* Consignes:
1. Transcrivez l'extrait sur le transport actif à Québec, en commençant par « Ce sentiment est » et en poursuivant jusqu'à « même ses préférées. ».
2. Résumez en deux phrases l'extrait sur le transport actif à Québec.
3. Répondez brièvement à ces questions sur l'extrait consacré au transport actif à Québec :
(a) En quel mois et en quelle année Bruno Marchand est-il arrivé à la mairie de Québec ?
(b) Quel poste Pierre-Luc Lachance occupe-t-il ?
(c) Quelles sorties à vélo Alice Groleau préfère-t-elle ?

* Extrait fourni:
Depuis l’arrivée de Bruno Marchand à la mairie de Québec en novembre 2021, les projets de transport actif se multiplient. L’instauration du service àVélo, l’inauguration de la piste cyclable du chemin St-Foy ou l’aménagement de la zone piétonne dans le Vieux-Québec n’en sont que les signes précurseurs. Par l’entremise de ces initiatives, le maire souhaite « offrir des choix » de transport aux citoyens pouvant être utilisés été comme hiver : « Cette vision audacieuse nous permettra d’avoir un réseau quatre saisons connectant l’ensemble du territoire et offrant des occasions inégalées en matière de mobilité active », selon Pierre-Luc Lachance, l’adjoint aux transports de la Ville de Québec.

Pour plusieurs citoyens, cette mise à jour de l’infrastructure cycliste est nécessaire pour rattraper le retard de mobilité qui plombe la capitale provinciale. Et plusieurs experts roulent sur cette même voie.
D’après Dominic Villeneuve, professeur à la Faculté d’aménagement, d’architecture, d’art et de design de l’Université Laval, le transport actif engendre non seulement plusieurs bienfaits pour la santé des individus, mais diminue également leur empreinte écologique. D’ailleurs, le professeur soutient que le transport actif crée un moment de transition entre les destinations qui favorise l’évacuation du stress. « Quand je rentre du bureau pour m’en aller chez moi, il y a une grande coupure qui s’effectue. Et le stress du bureau reste au bureau, il s’estompe pendant le déplacement », nous confie-t-il.

Ce sentiment est partagé par Alice Groleau, une étudiante de la ville de Québec, qui se déplace presque exclusivement à bicyclette. Selon elle, prendre un autobus rempli de gens, « ça peut devenir démoralisant, même irritant ». Alice préfère enfourcher son vélo « c’est presque méditatif ». Il s’agit d’un moment durant lequel elle peut faire le vide dans sa tête. Même si certaines sorties sont plus difficiles que d’autres – lorsqu’elle est menstruée, note-t-elle – Alice ne regrette jamais d’utiliser ce moyen de transport « qui ne coûte presque rien ». Ses sorties sous la pluie sont même ses préférées.

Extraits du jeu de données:
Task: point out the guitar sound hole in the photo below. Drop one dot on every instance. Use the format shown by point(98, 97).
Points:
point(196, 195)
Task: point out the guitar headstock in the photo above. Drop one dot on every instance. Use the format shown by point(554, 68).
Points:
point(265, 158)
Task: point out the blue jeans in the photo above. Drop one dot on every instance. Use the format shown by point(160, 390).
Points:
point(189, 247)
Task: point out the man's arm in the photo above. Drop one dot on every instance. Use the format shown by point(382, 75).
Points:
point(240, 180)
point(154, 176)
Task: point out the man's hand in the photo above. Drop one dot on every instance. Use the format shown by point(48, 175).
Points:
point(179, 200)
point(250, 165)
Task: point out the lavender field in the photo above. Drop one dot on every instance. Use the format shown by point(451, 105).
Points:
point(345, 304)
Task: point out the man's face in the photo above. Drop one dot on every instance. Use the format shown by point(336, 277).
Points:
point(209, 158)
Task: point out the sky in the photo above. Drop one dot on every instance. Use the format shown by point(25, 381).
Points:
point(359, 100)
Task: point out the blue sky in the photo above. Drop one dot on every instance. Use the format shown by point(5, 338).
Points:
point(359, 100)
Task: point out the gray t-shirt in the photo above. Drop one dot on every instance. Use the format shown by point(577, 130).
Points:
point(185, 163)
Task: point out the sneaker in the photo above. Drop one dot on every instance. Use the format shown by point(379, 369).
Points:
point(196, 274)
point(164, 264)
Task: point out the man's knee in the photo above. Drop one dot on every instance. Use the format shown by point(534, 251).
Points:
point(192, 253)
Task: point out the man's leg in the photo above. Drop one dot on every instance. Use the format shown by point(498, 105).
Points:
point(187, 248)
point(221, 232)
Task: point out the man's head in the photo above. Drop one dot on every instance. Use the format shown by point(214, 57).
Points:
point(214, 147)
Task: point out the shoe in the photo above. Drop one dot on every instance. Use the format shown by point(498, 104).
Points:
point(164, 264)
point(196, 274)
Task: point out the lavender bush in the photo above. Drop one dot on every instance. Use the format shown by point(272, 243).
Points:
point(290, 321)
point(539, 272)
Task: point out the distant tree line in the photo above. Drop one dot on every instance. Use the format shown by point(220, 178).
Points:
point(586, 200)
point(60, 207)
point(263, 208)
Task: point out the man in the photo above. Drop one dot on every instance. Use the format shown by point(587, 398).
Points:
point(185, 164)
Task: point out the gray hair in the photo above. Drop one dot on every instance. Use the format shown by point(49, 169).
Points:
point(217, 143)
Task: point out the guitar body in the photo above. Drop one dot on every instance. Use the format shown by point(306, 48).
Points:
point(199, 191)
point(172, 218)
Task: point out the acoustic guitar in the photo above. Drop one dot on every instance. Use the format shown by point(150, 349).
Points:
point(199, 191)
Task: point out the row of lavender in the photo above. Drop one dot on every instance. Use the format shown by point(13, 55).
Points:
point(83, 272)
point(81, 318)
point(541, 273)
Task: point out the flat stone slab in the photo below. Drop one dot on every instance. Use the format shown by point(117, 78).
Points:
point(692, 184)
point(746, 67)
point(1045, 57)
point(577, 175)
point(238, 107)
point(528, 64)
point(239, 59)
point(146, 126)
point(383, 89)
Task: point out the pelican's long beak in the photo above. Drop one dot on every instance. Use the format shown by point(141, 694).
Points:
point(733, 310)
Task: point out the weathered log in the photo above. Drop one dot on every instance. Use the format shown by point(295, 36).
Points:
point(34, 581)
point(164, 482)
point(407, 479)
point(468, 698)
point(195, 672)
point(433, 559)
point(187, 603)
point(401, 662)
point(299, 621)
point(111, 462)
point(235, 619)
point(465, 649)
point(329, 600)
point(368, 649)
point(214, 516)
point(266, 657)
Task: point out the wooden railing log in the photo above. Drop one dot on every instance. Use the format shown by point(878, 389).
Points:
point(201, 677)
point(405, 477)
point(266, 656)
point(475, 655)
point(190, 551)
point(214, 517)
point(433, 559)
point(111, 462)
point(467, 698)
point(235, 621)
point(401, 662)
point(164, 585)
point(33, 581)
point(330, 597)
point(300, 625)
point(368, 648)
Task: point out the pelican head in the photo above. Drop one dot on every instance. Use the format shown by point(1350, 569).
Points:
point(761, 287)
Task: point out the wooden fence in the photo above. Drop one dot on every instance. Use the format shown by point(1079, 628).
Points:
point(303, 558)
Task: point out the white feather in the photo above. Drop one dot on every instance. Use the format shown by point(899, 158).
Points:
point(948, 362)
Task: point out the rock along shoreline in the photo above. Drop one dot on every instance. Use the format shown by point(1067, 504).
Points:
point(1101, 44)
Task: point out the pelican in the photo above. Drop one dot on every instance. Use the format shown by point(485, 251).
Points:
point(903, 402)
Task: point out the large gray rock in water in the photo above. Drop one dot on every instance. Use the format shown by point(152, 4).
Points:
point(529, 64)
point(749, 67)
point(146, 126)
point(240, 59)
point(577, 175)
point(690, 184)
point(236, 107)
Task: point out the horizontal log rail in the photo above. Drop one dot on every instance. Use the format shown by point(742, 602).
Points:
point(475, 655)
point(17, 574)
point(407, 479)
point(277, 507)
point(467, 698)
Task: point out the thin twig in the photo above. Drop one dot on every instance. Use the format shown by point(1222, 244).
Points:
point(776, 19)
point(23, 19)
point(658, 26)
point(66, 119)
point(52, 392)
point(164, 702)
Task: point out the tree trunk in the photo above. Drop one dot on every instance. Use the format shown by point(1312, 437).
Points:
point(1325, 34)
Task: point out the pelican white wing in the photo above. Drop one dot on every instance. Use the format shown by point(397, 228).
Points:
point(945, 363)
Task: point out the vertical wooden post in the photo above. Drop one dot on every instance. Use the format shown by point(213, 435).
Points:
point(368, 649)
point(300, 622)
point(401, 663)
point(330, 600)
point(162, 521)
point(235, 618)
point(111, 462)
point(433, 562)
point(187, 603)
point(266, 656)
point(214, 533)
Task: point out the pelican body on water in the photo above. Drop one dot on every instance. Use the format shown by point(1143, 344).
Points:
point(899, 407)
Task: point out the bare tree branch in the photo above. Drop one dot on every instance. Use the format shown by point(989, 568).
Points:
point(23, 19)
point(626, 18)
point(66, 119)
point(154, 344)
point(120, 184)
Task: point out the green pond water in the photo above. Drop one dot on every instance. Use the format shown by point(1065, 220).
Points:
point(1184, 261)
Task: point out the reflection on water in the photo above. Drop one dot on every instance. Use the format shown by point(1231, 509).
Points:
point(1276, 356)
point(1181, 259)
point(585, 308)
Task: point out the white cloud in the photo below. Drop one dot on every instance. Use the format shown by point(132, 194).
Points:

* Réponses par consigne:
1.
Ce sentiment est partagé par Alice Groleau, une étudiante de la ville de Québec, qui se déplace presque exclusivement à bicyclette. Selon elle, prendre un autobus rempli de gens, « ça peut devenir démoralisant, même irritant ». Alice préfère enfourcher son vélo « c’est presque méditatif ». Il s’agit d’un moment durant lequel elle peut faire le vide dans sa tête. Même si certaines sorties sont plus difficiles que d’autres – lorsqu’elle est menstruée, note-t-elle – Alice ne regrette jamais d’utiliser ce moyen de transport « qui ne coûte presque rien ». Ses sorties sous la pluie sont même ses préférées.

2. Depuis l'arrivée de Bruno Marchand à la mairie de Québec en novembre 2021, les projets de transport actif se multiplient, comme le service àVélo, la piste cyclable du chemin St-Foy et la zone piétonne du Vieux-Québec. Selon le professeur Dominic Villeneuve, le transport actif est bon pour la santé, réduit l'empreinte écologique et aide à évacuer le stress, un sentiment que partage Alice Groleau, une étudiante qui se déplace presque exclusivement à vélo.

3.
(a) En novembre 2021.
(b) Il est l'adjoint aux transports de la Ville de Québec.
(c) Ses sorties sous la pluie.